* What you need to do
Every line of the data must be set down exactly as shown.

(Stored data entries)
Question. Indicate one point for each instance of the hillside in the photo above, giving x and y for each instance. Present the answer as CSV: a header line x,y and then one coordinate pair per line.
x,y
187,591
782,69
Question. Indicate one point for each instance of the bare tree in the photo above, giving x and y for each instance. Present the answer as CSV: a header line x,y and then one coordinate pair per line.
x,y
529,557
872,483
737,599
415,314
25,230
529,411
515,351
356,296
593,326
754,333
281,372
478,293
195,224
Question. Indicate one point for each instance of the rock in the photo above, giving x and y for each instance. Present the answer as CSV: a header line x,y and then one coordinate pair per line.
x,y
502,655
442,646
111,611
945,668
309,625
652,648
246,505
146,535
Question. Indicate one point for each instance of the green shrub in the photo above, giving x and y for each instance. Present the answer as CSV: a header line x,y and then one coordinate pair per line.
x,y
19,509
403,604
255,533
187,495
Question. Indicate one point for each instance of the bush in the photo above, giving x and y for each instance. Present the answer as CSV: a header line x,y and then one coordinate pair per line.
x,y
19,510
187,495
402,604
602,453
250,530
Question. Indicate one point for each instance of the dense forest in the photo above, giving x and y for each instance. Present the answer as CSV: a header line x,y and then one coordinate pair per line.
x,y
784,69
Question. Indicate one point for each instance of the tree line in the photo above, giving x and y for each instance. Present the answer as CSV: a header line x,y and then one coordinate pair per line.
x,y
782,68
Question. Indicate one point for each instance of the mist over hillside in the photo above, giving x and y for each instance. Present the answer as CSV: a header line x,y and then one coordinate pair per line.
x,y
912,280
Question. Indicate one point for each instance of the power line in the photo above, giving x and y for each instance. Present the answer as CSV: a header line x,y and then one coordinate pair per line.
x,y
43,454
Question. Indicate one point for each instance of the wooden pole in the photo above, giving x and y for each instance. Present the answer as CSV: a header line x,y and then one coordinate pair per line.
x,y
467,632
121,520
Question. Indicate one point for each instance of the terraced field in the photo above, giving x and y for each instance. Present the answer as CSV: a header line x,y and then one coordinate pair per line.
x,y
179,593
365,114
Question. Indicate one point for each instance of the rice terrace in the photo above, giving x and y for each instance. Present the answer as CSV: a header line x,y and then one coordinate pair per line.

* Your response
Question. Indicate one point for each instance of the hillside in the photo above, giving x and y for each instance. Present the answer as CSV: a header line x,y and then one coordinate pair per line.
x,y
187,591
782,69
Question. Indicate one point for each instance of the bare tree in the photo above, giving x and y for each instance. Present the answer as CSV: a header line x,y and then one coordinate pair per line.
x,y
529,557
872,483
737,599
415,314
25,230
529,411
515,351
356,296
593,326
754,333
281,372
478,293
195,224
Question. Indicate one point for each instance of the rock in the photo above, giving x and y for each instance. Present the answer as CSV: a header line x,y and then one coordinate pair per line.
x,y
502,655
442,646
111,611
945,668
309,625
652,648
246,505
146,535
Question. Indicate one point for each instance of the green shrub in the photo above, giving x and y for each instance. Present the answer as CSV: a header line x,y and then one coordinate pair per line.
x,y
19,509
403,604
255,533
187,495
Question. Indicate one point for each instance of the bush in the photo above, giving x and y for each instance. Present the answer as CSV: a header line x,y and then one coordinate pair per line.
x,y
19,510
187,495
402,604
602,453
250,530
Question. Indicate one point for each instance of the dense forest in the photo above, giving x and y for each instance. Present the answer as CSV: a header line x,y and then one coordinate pair per line.
x,y
784,69
Question. Indicate one point for each instance of the tree line in the photo above, giving x and y for each instance. Present the answer as CSV: a header line x,y and then one coordinate pair per line.
x,y
782,68
Question. Indicate one point for each instance of the mist over hillside in the photo above, giving x and y for each instance. Present the answer as CSV: a header line x,y and then one coordinate pair per line.
x,y
912,280
Question. Indicate one point for each instance of the power line in the photo above, giving x and y for each instance. Present the answer as CSV: a header line x,y and then one coordinate pair per line.
x,y
43,454
Question. Indicate one point for each instance of the wooden pole in the photo above, giving x and y for each instance. Present the answer as CSV: a header line x,y and then one coordinate pair per line.
x,y
467,632
121,520
Question. Indicate one point for each instance of the terraced field in the photo above, giving x and y for each instance. Present the answer as CSV: a header line x,y and then one coordinate pair per line.
x,y
179,593
365,114
Question. Indicate one point for each instance of the rice terrace in the photo above, giving x and y for each instance. Present the answer as CSV: a header line x,y and then one coordinate pair per line.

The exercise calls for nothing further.